- [What you will do]: Within the records below, find each line that holds the string "striped", then copy it.

- [Provided material]:
○ ○ ○ ○ ○

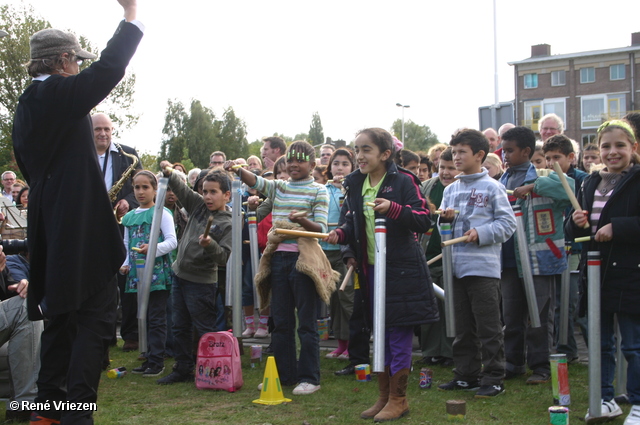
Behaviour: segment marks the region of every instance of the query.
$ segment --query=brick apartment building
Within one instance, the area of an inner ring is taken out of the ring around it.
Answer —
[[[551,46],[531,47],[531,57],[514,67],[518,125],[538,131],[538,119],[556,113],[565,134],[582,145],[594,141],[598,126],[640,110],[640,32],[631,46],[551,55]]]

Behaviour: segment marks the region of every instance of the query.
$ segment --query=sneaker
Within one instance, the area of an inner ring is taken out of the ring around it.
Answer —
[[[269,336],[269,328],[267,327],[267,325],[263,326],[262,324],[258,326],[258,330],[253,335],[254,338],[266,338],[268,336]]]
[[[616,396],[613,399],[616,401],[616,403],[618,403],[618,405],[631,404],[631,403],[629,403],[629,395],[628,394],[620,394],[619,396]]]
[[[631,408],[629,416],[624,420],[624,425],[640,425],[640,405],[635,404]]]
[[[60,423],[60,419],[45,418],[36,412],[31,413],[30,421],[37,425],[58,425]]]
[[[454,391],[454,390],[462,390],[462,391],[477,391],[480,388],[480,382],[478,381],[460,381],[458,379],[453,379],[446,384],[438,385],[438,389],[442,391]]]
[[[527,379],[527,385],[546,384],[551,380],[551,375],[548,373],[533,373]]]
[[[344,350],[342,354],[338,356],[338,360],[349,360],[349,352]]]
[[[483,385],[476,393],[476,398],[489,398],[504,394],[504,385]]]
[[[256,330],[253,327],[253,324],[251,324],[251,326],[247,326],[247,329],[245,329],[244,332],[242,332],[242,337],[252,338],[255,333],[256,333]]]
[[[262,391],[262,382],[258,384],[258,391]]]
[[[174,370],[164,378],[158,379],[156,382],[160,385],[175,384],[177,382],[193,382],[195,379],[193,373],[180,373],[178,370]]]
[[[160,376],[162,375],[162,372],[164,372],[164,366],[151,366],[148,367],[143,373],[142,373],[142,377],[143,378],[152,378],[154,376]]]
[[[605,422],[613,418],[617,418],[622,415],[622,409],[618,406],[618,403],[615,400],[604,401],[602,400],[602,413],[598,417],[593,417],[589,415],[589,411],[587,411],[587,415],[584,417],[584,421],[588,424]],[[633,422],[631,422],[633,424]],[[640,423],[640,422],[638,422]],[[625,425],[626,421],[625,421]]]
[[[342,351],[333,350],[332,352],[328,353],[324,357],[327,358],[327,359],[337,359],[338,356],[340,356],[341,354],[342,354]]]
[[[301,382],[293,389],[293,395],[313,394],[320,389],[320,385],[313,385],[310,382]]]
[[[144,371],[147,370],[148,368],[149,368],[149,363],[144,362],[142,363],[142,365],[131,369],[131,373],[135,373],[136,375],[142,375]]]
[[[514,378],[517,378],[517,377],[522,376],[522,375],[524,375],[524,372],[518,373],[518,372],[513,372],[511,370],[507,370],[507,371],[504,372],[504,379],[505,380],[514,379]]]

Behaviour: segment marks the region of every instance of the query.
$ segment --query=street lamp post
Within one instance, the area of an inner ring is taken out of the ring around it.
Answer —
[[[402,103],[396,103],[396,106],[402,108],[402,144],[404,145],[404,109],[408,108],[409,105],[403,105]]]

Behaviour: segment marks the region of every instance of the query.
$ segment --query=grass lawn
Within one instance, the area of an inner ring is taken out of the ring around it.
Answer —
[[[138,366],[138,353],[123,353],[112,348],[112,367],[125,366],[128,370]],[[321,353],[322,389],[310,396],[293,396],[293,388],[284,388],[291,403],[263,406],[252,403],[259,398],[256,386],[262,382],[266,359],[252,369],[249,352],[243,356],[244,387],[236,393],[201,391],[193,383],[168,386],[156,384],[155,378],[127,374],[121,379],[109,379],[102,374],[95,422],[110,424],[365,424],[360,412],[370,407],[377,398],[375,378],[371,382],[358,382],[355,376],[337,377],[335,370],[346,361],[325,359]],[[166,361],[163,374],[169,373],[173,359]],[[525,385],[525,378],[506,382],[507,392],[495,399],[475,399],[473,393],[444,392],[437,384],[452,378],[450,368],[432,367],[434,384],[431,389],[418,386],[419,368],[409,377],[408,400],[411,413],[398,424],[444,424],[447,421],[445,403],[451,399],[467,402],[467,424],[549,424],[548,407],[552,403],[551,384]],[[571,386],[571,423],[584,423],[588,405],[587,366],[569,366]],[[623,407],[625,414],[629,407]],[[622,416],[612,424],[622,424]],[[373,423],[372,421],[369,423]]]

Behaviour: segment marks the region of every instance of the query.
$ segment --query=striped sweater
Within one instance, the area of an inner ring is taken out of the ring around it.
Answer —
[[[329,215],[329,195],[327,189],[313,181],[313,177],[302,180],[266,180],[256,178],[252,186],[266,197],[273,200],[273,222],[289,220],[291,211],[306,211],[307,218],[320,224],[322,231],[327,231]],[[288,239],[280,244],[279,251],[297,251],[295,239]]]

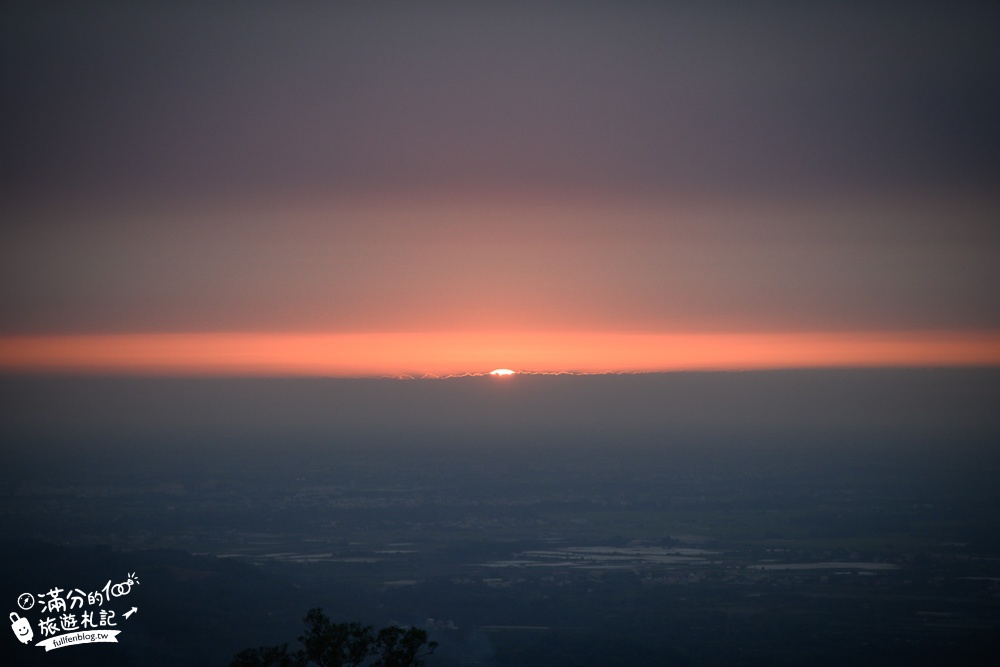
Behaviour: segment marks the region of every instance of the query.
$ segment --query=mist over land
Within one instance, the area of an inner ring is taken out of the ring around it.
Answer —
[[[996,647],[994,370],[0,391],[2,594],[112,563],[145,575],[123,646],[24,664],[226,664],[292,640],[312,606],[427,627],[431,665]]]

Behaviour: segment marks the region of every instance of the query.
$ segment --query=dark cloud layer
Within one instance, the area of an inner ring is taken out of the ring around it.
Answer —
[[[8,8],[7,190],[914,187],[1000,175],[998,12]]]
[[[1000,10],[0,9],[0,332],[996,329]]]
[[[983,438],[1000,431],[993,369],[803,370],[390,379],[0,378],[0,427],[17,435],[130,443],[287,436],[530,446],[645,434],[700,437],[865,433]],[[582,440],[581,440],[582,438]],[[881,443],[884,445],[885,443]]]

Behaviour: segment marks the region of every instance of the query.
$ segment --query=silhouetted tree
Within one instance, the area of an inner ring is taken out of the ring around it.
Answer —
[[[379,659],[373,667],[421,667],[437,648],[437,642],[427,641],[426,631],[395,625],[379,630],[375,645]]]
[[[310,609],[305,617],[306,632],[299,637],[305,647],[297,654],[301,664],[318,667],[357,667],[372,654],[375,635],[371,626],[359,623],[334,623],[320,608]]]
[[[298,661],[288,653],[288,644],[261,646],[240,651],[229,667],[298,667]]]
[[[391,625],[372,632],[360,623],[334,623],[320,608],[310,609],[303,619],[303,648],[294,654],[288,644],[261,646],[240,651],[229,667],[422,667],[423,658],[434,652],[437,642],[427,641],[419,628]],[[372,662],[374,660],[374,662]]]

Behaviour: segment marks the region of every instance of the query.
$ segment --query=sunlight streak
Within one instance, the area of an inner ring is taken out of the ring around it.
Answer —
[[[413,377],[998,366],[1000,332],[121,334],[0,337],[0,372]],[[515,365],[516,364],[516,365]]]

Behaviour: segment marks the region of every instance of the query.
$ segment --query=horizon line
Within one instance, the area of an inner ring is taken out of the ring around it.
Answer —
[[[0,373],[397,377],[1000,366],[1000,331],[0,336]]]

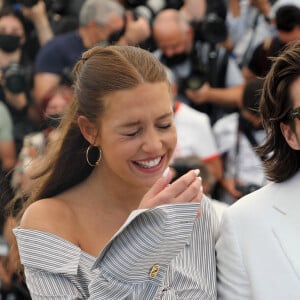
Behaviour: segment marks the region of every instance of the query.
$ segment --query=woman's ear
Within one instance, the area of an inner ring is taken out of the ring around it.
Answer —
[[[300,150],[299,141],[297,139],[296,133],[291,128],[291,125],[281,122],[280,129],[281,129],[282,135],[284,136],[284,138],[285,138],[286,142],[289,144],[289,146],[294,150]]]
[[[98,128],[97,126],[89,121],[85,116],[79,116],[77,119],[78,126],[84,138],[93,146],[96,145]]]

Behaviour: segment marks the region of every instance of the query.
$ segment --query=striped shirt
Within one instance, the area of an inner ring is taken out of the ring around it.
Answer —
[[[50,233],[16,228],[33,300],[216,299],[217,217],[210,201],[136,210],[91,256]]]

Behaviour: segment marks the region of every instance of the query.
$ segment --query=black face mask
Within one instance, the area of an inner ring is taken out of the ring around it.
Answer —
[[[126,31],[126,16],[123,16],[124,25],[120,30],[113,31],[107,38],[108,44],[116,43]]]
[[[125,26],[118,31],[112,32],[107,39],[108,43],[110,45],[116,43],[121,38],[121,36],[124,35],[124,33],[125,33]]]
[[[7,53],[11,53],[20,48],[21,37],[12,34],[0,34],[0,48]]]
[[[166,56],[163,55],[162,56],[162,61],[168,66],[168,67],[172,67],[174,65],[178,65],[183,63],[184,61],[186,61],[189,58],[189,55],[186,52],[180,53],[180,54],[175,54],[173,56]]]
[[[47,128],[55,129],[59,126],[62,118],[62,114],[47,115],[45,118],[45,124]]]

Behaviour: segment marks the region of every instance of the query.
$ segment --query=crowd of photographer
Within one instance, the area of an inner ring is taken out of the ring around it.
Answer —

○ ○ ○ ○ ○

- [Response]:
$ segment --query=striped sweater
$ segment --query=striped shirt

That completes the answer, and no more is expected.